Return the full listing exactly as it is written.

··· Data excerpts ···

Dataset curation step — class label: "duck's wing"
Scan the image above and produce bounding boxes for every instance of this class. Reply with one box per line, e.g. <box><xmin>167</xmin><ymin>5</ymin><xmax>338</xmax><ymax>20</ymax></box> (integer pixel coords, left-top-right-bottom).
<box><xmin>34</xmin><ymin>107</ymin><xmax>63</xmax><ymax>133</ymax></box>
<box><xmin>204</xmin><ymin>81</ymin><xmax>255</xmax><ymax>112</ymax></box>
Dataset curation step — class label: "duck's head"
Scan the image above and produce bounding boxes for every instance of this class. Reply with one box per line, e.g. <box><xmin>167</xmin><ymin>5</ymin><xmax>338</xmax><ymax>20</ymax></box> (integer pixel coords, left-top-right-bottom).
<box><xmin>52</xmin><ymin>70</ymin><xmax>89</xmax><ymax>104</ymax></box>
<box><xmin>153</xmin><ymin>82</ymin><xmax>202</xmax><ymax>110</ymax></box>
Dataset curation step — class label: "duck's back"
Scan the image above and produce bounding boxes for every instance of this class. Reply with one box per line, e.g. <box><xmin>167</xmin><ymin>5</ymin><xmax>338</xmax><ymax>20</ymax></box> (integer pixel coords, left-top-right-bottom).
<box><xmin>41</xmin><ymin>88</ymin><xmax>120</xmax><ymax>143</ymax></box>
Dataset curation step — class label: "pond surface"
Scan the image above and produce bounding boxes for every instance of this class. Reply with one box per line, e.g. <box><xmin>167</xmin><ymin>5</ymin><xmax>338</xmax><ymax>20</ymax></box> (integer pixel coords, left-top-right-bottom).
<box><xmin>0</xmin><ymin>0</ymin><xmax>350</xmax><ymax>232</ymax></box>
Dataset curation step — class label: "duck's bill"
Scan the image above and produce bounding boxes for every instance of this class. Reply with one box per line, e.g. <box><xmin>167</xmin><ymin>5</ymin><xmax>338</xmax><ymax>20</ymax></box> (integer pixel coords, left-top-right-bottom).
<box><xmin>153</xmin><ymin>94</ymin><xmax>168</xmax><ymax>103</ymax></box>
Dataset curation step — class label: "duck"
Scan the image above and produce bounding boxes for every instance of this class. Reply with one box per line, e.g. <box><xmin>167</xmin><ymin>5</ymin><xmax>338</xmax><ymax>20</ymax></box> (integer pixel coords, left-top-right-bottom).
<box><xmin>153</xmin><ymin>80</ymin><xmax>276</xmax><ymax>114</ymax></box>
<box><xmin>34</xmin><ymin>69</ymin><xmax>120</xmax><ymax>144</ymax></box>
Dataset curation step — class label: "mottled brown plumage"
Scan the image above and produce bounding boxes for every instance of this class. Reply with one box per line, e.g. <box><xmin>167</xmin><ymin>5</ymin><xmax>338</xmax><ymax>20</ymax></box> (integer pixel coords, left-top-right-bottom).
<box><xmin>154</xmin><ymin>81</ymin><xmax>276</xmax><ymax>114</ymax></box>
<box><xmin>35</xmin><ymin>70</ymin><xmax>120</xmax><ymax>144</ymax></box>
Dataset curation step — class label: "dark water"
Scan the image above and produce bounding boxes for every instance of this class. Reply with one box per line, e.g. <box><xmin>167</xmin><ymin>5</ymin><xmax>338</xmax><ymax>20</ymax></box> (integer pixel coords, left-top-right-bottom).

···

* [Completed exercise]:
Dataset curation step — class label: "duck's wing"
Scan the image above and produce bounding boxes for every instance of this class. Reply with one box per line, e.g. <box><xmin>167</xmin><ymin>5</ymin><xmax>338</xmax><ymax>20</ymax></box> (integer pixel coords, left-top-right-bottom).
<box><xmin>34</xmin><ymin>107</ymin><xmax>63</xmax><ymax>133</ymax></box>
<box><xmin>204</xmin><ymin>81</ymin><xmax>255</xmax><ymax>112</ymax></box>
Dataset curation step — class label: "duck's head"
Scan the image above and produce bounding boxes for every instance of this class. Reply with one box per line, e.g. <box><xmin>167</xmin><ymin>5</ymin><xmax>338</xmax><ymax>20</ymax></box> (integer pixel coords, left-top-right-bottom).
<box><xmin>52</xmin><ymin>70</ymin><xmax>89</xmax><ymax>104</ymax></box>
<box><xmin>153</xmin><ymin>82</ymin><xmax>202</xmax><ymax>110</ymax></box>
Dataset curation step — class label: "duck's back"
Scan the image above and produce bounding boxes for every instance of this class. Reply with one box per line, e.g. <box><xmin>167</xmin><ymin>5</ymin><xmax>338</xmax><ymax>20</ymax></box> (integer pixel coords, left-top-right-bottom).
<box><xmin>41</xmin><ymin>88</ymin><xmax>120</xmax><ymax>143</ymax></box>
Dataset curation step — class label: "pond surface"
Scan the image above and produce bounding boxes for every instance of this class. Reply with one box per line, e.g. <box><xmin>167</xmin><ymin>5</ymin><xmax>338</xmax><ymax>20</ymax></box> (integer pixel coords, left-top-right-bottom).
<box><xmin>0</xmin><ymin>0</ymin><xmax>350</xmax><ymax>232</ymax></box>
Dataset curation step — class label: "duck's bill"
Scan the image above and produce bounding boxes for every instance of this class. Reply with one box per line, e.g. <box><xmin>167</xmin><ymin>5</ymin><xmax>338</xmax><ymax>20</ymax></box> (integer pixel coords, left-top-right-bottom).
<box><xmin>153</xmin><ymin>94</ymin><xmax>168</xmax><ymax>103</ymax></box>
Dataset curation step — class label: "duck"
Scan the image above and produce bounding boxes for every instance of this class. Reply with one box per line, e.g. <box><xmin>167</xmin><ymin>5</ymin><xmax>338</xmax><ymax>20</ymax></box> (integer pixel coords, left-top-right-bottom).
<box><xmin>153</xmin><ymin>80</ymin><xmax>276</xmax><ymax>114</ymax></box>
<box><xmin>34</xmin><ymin>69</ymin><xmax>120</xmax><ymax>144</ymax></box>
Dataset curation step — class label: "mottled brown plumage"
Scan the image above and produce bounding boxes for every instance of this class. Reply with one box per line, e.g. <box><xmin>167</xmin><ymin>5</ymin><xmax>338</xmax><ymax>20</ymax></box> (integer pixel coords, left-top-right-bottom).
<box><xmin>154</xmin><ymin>81</ymin><xmax>276</xmax><ymax>114</ymax></box>
<box><xmin>35</xmin><ymin>70</ymin><xmax>120</xmax><ymax>144</ymax></box>
Dataset curation step — class label: "dark water"
Scan the image above and produce bounding boxes for every instance of this class. Reply with one box per line, e.g. <box><xmin>167</xmin><ymin>5</ymin><xmax>338</xmax><ymax>20</ymax></box> (integer pixel coords, left-top-right-bottom).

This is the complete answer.